** BEGIN Data entries **

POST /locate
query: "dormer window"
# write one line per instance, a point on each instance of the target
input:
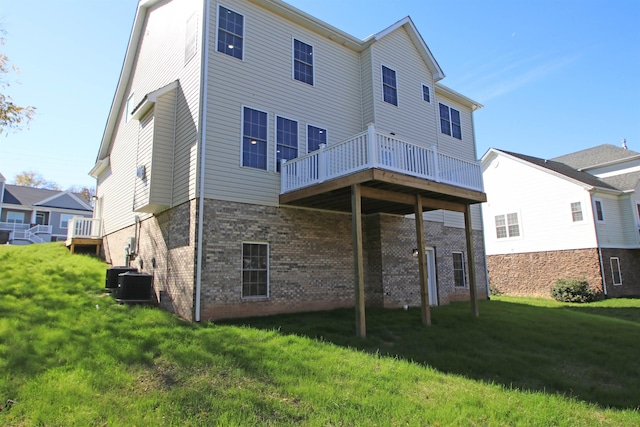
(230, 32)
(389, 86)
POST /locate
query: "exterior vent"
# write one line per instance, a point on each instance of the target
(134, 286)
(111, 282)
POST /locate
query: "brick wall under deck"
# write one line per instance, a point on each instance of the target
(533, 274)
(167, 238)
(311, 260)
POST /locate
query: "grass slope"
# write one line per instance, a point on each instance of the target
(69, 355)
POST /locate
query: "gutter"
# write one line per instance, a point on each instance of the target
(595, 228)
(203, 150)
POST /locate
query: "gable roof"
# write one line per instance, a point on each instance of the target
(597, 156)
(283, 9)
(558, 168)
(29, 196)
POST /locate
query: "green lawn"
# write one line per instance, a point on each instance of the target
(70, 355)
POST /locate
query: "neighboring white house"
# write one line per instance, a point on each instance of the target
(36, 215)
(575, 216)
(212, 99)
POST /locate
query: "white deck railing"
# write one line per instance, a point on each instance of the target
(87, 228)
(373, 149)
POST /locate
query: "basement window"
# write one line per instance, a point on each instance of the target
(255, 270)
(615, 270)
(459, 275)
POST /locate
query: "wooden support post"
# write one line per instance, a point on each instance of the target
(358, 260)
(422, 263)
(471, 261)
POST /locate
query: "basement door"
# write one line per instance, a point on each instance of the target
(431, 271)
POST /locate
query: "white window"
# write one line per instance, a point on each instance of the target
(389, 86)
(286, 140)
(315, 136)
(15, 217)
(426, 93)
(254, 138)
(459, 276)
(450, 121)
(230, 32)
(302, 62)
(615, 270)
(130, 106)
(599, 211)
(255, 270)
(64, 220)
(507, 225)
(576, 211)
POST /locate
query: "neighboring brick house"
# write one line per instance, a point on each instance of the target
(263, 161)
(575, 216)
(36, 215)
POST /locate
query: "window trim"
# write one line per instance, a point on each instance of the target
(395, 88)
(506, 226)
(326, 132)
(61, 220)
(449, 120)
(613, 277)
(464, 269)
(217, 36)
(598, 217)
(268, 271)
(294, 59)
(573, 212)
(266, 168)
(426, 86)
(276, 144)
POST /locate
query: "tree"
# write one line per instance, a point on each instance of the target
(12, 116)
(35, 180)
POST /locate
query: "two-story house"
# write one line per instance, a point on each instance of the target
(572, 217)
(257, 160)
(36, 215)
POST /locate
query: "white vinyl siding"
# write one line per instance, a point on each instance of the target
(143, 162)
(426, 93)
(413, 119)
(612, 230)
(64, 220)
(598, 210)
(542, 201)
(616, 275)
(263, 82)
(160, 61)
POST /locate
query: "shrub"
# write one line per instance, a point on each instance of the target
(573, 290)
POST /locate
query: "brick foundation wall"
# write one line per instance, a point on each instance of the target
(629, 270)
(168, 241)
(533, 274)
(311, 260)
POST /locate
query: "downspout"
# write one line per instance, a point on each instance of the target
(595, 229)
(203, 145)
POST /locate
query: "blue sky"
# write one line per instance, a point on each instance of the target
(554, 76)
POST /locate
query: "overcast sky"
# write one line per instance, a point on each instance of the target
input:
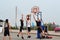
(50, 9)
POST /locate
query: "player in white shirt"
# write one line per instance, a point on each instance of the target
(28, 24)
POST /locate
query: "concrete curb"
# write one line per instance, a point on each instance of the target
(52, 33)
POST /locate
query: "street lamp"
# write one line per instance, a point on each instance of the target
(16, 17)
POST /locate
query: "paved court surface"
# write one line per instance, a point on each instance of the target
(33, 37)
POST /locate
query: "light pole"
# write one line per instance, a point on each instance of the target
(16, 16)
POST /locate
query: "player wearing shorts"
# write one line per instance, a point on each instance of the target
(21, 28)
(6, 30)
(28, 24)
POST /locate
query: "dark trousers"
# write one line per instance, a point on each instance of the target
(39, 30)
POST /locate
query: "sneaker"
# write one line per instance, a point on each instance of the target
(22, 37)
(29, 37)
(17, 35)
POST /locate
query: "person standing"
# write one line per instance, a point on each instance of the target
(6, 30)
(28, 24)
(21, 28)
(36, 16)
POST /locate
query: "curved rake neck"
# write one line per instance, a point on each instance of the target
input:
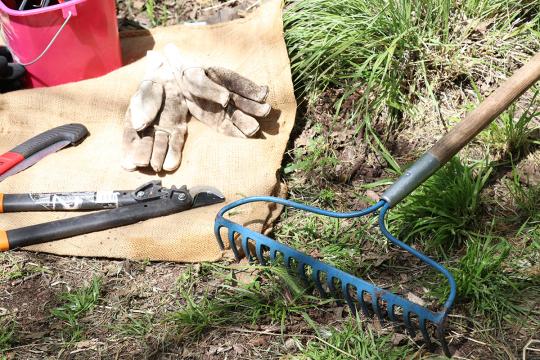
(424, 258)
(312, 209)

** END Data entries **
** BEGIN Data entries **

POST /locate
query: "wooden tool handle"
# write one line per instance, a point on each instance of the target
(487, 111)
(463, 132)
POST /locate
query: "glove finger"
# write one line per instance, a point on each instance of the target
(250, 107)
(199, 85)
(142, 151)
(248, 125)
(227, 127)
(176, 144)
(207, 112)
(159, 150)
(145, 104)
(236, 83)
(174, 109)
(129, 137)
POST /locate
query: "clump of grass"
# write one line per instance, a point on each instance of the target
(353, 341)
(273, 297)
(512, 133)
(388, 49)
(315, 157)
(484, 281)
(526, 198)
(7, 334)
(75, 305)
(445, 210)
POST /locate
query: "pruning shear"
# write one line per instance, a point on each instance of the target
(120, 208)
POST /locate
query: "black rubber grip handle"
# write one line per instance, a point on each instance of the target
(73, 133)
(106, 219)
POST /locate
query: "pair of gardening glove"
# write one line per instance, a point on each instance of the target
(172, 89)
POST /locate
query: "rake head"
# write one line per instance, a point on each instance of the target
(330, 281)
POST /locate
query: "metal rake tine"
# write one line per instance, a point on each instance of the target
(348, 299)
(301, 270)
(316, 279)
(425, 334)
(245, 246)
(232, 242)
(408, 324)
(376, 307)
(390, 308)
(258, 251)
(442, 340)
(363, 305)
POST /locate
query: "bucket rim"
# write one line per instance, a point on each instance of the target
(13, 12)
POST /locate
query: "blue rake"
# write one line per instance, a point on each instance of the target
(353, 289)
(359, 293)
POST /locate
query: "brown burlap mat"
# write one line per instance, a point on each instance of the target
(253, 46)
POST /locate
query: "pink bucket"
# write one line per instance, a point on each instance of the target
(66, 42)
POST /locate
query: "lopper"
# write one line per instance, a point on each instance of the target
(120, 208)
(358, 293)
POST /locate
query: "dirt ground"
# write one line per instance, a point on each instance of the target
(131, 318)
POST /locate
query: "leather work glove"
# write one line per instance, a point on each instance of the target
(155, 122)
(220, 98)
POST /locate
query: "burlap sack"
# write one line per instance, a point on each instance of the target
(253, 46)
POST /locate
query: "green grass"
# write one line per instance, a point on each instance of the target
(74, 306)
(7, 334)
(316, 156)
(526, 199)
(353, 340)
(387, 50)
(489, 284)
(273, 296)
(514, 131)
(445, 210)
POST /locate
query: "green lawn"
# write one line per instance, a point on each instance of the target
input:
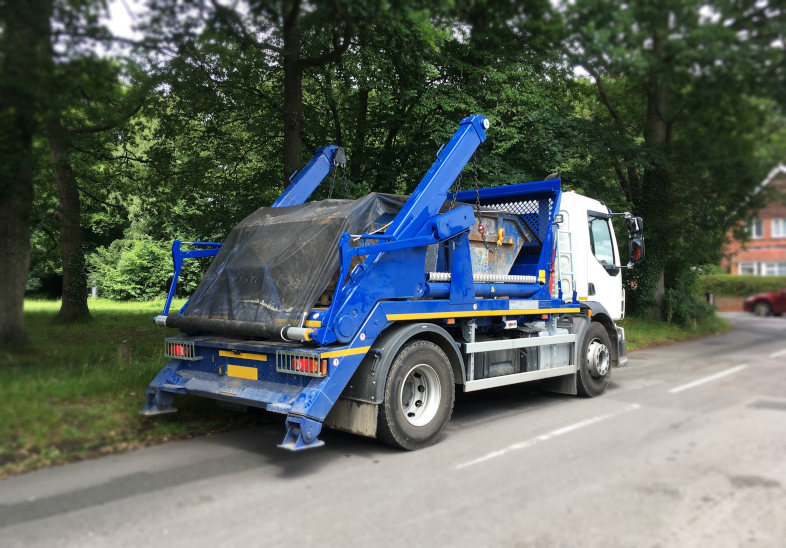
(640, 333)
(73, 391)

** END Data entries **

**Exercise prompt**:
Return every line of the entries that contains the word "glove".

**Complete response**:
query: "glove finger"
query: "pair of gardening glove"
query: "leather work glove"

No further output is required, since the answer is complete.